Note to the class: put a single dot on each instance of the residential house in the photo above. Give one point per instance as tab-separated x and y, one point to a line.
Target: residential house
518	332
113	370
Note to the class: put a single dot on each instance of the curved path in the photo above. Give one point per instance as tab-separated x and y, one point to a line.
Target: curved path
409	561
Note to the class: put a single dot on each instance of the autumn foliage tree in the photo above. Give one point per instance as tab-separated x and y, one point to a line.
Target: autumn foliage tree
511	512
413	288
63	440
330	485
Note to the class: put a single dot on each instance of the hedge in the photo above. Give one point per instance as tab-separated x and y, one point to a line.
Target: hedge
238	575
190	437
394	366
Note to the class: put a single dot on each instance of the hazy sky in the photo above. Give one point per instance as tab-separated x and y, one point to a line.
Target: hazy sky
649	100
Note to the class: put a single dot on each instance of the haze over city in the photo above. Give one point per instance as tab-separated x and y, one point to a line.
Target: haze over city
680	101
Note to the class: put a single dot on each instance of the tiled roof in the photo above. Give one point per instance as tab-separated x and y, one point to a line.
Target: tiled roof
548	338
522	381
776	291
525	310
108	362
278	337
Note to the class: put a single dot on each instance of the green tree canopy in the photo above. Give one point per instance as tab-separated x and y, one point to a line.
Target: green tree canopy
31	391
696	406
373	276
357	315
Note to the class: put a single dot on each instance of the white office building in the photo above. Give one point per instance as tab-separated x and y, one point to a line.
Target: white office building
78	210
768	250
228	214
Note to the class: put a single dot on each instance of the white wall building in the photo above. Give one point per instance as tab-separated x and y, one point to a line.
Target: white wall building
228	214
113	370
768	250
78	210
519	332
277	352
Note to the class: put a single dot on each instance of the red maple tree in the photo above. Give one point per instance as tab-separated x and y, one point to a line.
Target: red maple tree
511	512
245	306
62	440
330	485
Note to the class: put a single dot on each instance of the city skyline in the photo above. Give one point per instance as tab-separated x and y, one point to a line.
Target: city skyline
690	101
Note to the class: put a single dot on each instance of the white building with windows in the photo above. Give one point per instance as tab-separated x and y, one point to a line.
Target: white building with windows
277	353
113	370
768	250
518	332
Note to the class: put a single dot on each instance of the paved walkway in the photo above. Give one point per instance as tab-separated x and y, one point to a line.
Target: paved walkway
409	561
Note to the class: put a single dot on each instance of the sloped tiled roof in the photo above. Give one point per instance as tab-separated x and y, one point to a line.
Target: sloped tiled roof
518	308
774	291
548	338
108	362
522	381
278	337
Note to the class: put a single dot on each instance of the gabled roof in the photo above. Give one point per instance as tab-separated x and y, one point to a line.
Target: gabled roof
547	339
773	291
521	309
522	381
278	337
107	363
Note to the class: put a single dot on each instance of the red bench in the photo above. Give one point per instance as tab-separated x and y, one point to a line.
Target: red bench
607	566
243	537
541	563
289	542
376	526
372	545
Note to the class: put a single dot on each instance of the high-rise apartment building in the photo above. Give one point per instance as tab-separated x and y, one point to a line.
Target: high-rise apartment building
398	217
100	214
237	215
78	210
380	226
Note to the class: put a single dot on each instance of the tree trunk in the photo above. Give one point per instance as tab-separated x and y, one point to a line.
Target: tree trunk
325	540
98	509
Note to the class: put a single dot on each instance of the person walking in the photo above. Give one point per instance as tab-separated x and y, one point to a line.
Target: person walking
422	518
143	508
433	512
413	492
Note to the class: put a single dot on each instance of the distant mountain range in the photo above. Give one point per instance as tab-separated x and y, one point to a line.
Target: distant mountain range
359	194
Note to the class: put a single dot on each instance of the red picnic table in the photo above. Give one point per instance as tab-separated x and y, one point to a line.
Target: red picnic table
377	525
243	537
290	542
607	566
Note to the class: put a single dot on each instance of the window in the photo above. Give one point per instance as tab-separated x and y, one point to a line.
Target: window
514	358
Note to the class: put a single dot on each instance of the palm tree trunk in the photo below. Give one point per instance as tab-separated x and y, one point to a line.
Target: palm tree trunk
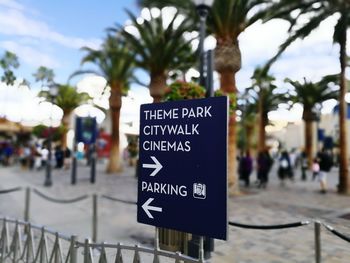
66	124
228	85
344	184
262	134
157	86
249	137
115	103
308	141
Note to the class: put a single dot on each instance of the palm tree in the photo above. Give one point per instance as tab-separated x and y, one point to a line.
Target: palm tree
263	82
67	99
115	63
160	48
226	21
8	62
316	12
312	95
44	75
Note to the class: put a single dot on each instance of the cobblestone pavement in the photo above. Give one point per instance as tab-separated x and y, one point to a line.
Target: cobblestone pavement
296	201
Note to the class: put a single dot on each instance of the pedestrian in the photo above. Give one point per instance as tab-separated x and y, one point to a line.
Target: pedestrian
__________________________________________________
Give every line of the listing above as a Markdown table with two columns, Row and Listing line: number each line in the first column and put the line itself in the second. Leave out blank lines and the pictures.

| Row | Listing line |
|---|---|
| 1 | Note to the class: put a single dot on each instance of the residential house in the photo above. Give one point per instance as tab-separated x and y, one point to a line. |
| 2 | Target: residential house |
| 3 | 518	332 |
| 4 | 113	370 |
| 5 | Note to the class: put a single dot on each instance of the curved path in the photo above. Give one point per instance as tab-separated x and y, one point to a line. |
| 6 | Target: curved path |
| 7 | 409	561 |
| 8 | Note to the class: put a single dot on each instance of the autumn foliage tree in the photo above. Give one point per instance as tab-separated x and y, one point to a line. |
| 9 | Target: autumn foliage tree |
| 10 | 511	512 |
| 11 | 413	288 |
| 12 | 63	440 |
| 13 | 330	485 |
| 14 | Note to the class: put a single dot on each instance of the hedge in the photo above. Give one point per instance as tab-separated x and y, one point to a line. |
| 15 | Target: hedge |
| 16 | 238	575 |
| 17 | 190	437 |
| 18 | 394	366 |
| 19 | Note to the class: put a single dot on each instance of the hazy sky in the photo above. Give one point per instance as tab-separated x and y, one point to a line. |
| 20 | Target: hazy sky |
| 21 | 649	100 |
| 22 | Note to the class: put a single dot on each instance of the haze over city in the photo above. Give one point per instance as tab-separated x and y, one point to a line. |
| 23 | Target: haze over city |
| 24 | 680	101 |
| 25 | Note to the class: put a single dot on each instance of the tiled roof in the photo above. Give one point per instance as tab-separated x and y, one point to a line. |
| 26 | Target: tiled roof |
| 27 | 548	338 |
| 28 | 522	381 |
| 29 | 776	291 |
| 30 | 525	310 |
| 31 | 108	362 |
| 32 | 278	337 |
| 33 | Note to the class: put a single dot on each instance of the green tree canopy in the photo above. Give one point per instance as tab-separated x and y, one point to a line. |
| 34 | Target: green tree canopy |
| 35 | 31	391 |
| 36 | 696	406 |
| 37 | 373	276 |
| 38 | 357	315 |
| 39 | Note to the class: put a single dot on each instance of the white office building in the photo above. Give one point per instance as tab-separated x and y, one point to a line. |
| 40 | Target: white office building |
| 41 | 78	210 |
| 42 | 768	250 |
| 43 | 228	214 |
| 44 | Note to the class: put a single dot on each instance of the white wall building in the photo above. Give one point per instance as tab-separated x and y, one point to a line. |
| 45 | Target: white wall building |
| 46 | 228	214 |
| 47 | 113	370 |
| 48 | 768	250 |
| 49 | 78	210 |
| 50 | 519	332 |
| 51 | 277	352 |
| 52 | Note to the class: put a single dot on each instance of the red maple tree in the photo above. Give one point per instance as tab-separated x and y, one point to a line. |
| 53 | Target: red maple tree |
| 54 | 511	512 |
| 55 | 245	306 |
| 56 | 62	440 |
| 57 | 330	485 |
| 58 | Note to the class: put a single dot on each instance of the city skyline in the photo above. Give one point per instance as tab-separated x and y, one point to a line. |
| 59 | Target: city skyline |
| 60 | 690	101 |
| 61 | Note to the class: put a single dot on each instance of the white building with windows in the photo above. Give one point per instance as tab-separated x and y, one point to a line. |
| 62 | Target: white building with windows |
| 63 | 277	353 |
| 64 | 113	370 |
| 65 | 768	250 |
| 66 | 518	332 |
| 67 | Note to the class: put a single dot on each instance of the paved walkway in the photo above. Give one point per instance as tab-separated x and y, one point to a line. |
| 68 | Target: paved walkway |
| 69 | 409	561 |
| 70 | Note to the class: put a single dot on each instance of the sloped tiled roof in the photo above. Give one point per instance as tab-separated x and y, one point to a line. |
| 71 | Target: sloped tiled roof |
| 72 | 518	308 |
| 73 | 774	291 |
| 74 | 548	338 |
| 75 | 108	362 |
| 76 | 522	381 |
| 77 | 278	337 |
| 78 | Note to the class: put a single dot on each instance of the gabled roof in the photo above. Give one point per instance as tab-separated x and y, one point to a line. |
| 79 | Target: gabled roof |
| 80 | 547	339 |
| 81 | 773	291 |
| 82 | 521	309 |
| 83 | 522	381 |
| 84 | 278	337 |
| 85 | 107	363 |
| 86 | Note to the class: put a single dot on each instance of the red bench in the photo above. Give one point per instance as tab-separated x and y, one point to a line. |
| 87 | Target: red bench |
| 88 | 607	566 |
| 89 | 243	537 |
| 90 | 541	563 |
| 91 | 289	542 |
| 92 | 376	526 |
| 93 | 372	545 |
| 94 | Note to the class: put a single dot on each instance of the high-rise apartment building in the photo above. Give one point per instance as tab-separated x and y, one point to a line. |
| 95 | Target: high-rise apartment building |
| 96 | 398	217 |
| 97 | 100	214 |
| 98 | 237	215 |
| 99 | 78	210 |
| 100 | 380	226 |
| 101 | Note to the class: put a single dot on each instance of the tree trunk in the photo above. Give one point per instance as tab-separated x and y, one point to a line. |
| 102 | Target: tree trunk |
| 103 | 325	540 |
| 104 | 98	509 |
| 105 | Note to the class: put a single dot on each instance of the person walking in the photo above. Give one point per instance as tab-separated x and y, one point to a line. |
| 106 | Target: person walking |
| 107 | 422	518 |
| 108 | 143	508 |
| 109 | 433	512 |
| 110 | 413	492 |
| 111 | Note to the class: put a single dot on each instance of the distant mountain range in the photo above. Give one point per instance as tab-separated x and y, one point to a line. |
| 112 | Target: distant mountain range |
| 113 | 359	194 |
| 114 | Note to the class: put a single dot on each instance of the red picnic table in the photo above. Give one point per instance as tab-separated x and y, one point to a line. |
| 115 | Target: red picnic table |
| 116 | 377	525 |
| 117 | 243	537 |
| 118 | 290	542 |
| 119 | 607	566 |
| 120 | Note to the class: put a single dot on each instance of the window in the photo above. Give one point per instance as tab-separated x and y, one point to a line. |
| 121 | Target: window |
| 122 | 514	358 |
| 123 | Note to the class: put a single dot on each instance of the palm tree trunk in the photo below. Give one point per instance as tab-separated x and y, one point to a line. |
| 124 | Target: palm tree trunk |
| 125 | 66	124 |
| 126 | 228	85 |
| 127 | 344	184 |
| 128 | 262	134 |
| 129 | 157	86 |
| 130 | 249	137 |
| 131 | 115	103 |
| 132 | 308	141 |
| 133 | Note to the class: put a single dot on each instance of the palm tree in the photo above. Give one point per instance as tab-separated x and y, one point to a line. |
| 134 | Target: palm tree |
| 135 | 263	82 |
| 136 | 67	99 |
| 137 | 115	63 |
| 138 | 160	48 |
| 139 | 226	21 |
| 140 | 8	62 |
| 141 | 316	12 |
| 142 | 312	95 |
| 143 | 44	75 |
| 144 | Note to the class: put a single dot on each instance of the cobblestone pavement in the photo above. Give one point per instance as tab-separated x and y, one point to a line. |
| 145 | Target: cobblestone pavement |
| 146 | 296	201 |
| 147 | Note to the class: put a single dot on each instance of the pedestrian in the photo above. Give one point per instance as tab-separated x and y, one point to a line. |
| 148 | Target: pedestrian |